Assigned task:
Go through the entries below and retype them exactly, omitting each picture.
Source material section start
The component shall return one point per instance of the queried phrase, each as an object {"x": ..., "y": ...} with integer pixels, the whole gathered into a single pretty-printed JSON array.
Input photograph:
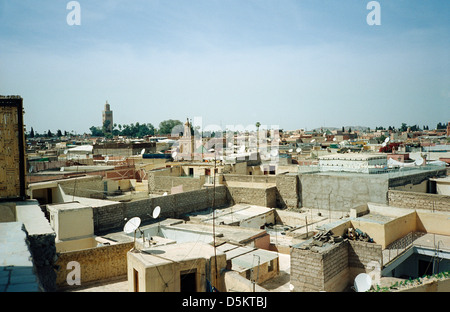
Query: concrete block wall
[
  {"x": 165, "y": 183},
  {"x": 84, "y": 187},
  {"x": 361, "y": 254},
  {"x": 416, "y": 178},
  {"x": 414, "y": 200},
  {"x": 306, "y": 270},
  {"x": 340, "y": 192},
  {"x": 266, "y": 197}
]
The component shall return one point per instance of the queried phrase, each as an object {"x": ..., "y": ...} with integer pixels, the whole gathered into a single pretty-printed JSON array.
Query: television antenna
[
  {"x": 363, "y": 282},
  {"x": 131, "y": 226}
]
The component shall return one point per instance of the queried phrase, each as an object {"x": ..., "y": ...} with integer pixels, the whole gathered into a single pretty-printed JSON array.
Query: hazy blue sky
[{"x": 296, "y": 64}]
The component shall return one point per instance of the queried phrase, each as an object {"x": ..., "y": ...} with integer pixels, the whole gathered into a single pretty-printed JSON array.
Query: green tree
[{"x": 166, "y": 126}]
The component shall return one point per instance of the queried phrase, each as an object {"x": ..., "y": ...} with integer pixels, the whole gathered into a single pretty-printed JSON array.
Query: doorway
[{"x": 188, "y": 281}]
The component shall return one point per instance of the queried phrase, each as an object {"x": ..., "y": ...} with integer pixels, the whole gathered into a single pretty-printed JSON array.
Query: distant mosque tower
[{"x": 107, "y": 115}]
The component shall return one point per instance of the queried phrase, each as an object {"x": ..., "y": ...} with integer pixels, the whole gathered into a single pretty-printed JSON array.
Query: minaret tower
[{"x": 107, "y": 115}]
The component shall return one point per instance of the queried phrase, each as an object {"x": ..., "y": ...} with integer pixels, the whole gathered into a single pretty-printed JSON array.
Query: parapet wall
[
  {"x": 112, "y": 217},
  {"x": 414, "y": 200},
  {"x": 341, "y": 192},
  {"x": 95, "y": 264},
  {"x": 332, "y": 270},
  {"x": 266, "y": 197}
]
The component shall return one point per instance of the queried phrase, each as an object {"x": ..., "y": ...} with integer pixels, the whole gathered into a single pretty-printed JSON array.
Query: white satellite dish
[
  {"x": 132, "y": 225},
  {"x": 156, "y": 212},
  {"x": 419, "y": 161},
  {"x": 363, "y": 282}
]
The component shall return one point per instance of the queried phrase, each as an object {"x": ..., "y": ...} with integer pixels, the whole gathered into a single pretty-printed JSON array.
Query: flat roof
[
  {"x": 354, "y": 156},
  {"x": 176, "y": 253},
  {"x": 67, "y": 206}
]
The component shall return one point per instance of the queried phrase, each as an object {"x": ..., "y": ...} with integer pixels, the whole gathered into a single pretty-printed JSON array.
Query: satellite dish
[
  {"x": 156, "y": 212},
  {"x": 132, "y": 225},
  {"x": 363, "y": 282},
  {"x": 419, "y": 161}
]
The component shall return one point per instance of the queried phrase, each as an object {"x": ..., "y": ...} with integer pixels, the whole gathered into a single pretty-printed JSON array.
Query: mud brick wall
[
  {"x": 331, "y": 269},
  {"x": 96, "y": 264},
  {"x": 288, "y": 188},
  {"x": 413, "y": 200},
  {"x": 112, "y": 217}
]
Source material section end
The answer:
The component shall return one point per instance of the queried phrase, each as an object {"x": ..., "y": ...} with integer pixels, the whole gathered into a single pretty-printed JSON array.
Input photograph:
Query: concrete block wall
[
  {"x": 165, "y": 183},
  {"x": 84, "y": 187},
  {"x": 361, "y": 254},
  {"x": 416, "y": 178},
  {"x": 414, "y": 200},
  {"x": 306, "y": 270},
  {"x": 340, "y": 192},
  {"x": 266, "y": 197}
]
The component shall return one point per instance of the queried phrase, each as an object {"x": ..., "y": ...} with integer pixels, the whole gathered into a single pretty-printed JSON array.
Query: television antenna
[
  {"x": 363, "y": 282},
  {"x": 131, "y": 226}
]
The component shall return one point per instance of the queried phrase, each as an object {"x": ..., "y": ...} with integer pixels, the whole gathered into a single pretty-printed JSON array.
Query: hazy blue sky
[{"x": 296, "y": 64}]
The component shall return one point per instance of the queried phrase, each as an object {"x": ..., "y": ...} with integer pixels, the whole gathered into a single pretty-printed JSON array.
Query: green tree
[{"x": 166, "y": 126}]
The component shall return one point per instance of the queried phrase, each as an object {"x": ..., "y": ...} with integer pixels, the whole gathered into a single pretty-printed JSON array.
Query: doorway
[{"x": 188, "y": 281}]
The component shall return one point per instance of the queried phrase, each as an object {"x": ..., "y": ...} with integer pixels, the whole gathered into a single pretty-printed JSON array.
Query: distant mosque tower
[{"x": 107, "y": 115}]
The component shall return one point per instance of the queried phrase, each as an object {"x": ..., "y": ...} with integer pixels, the whole gathered into a single pretty-printed JSON array.
Query: minaret tower
[{"x": 107, "y": 115}]
The component shall return one point per instance of the queried phrase, each as an object {"x": ..., "y": ...} with integer pixels, the whole gathered into a single pretty-printed JSON array.
Query: parapet wall
[
  {"x": 112, "y": 217},
  {"x": 414, "y": 200},
  {"x": 341, "y": 192},
  {"x": 95, "y": 264},
  {"x": 332, "y": 270},
  {"x": 266, "y": 197}
]
The component shall return one point per instance of the queried phrase, each as an object {"x": ..., "y": ...} with integer pixels, the whole gathered into a single pretty-printed JSON array.
Query: white satellite dish
[
  {"x": 132, "y": 225},
  {"x": 156, "y": 212},
  {"x": 419, "y": 161},
  {"x": 363, "y": 282}
]
The component shall return one point per instance of the queried phrase, each as an object {"x": ..., "y": ...} with integer pixels, the whole gathered into a single pretty-printed JSON array.
Query: flat roof
[
  {"x": 354, "y": 156},
  {"x": 176, "y": 253},
  {"x": 67, "y": 206}
]
The component shall return one point per instance of the queried phrase, each as an object {"x": ..., "y": ...} with integer pixels, the whole gathered into a single pretty-printed JSON array.
Query: satellite dish
[
  {"x": 156, "y": 212},
  {"x": 132, "y": 225},
  {"x": 363, "y": 282},
  {"x": 419, "y": 161}
]
The component shall return one point per instance of the queried phrase, each as an object {"x": ..., "y": ...} with integer pixels, the whole gathered into a single pretty-printed JSON array.
Query: mud brick wall
[
  {"x": 331, "y": 269},
  {"x": 96, "y": 264},
  {"x": 288, "y": 188},
  {"x": 413, "y": 200},
  {"x": 112, "y": 217}
]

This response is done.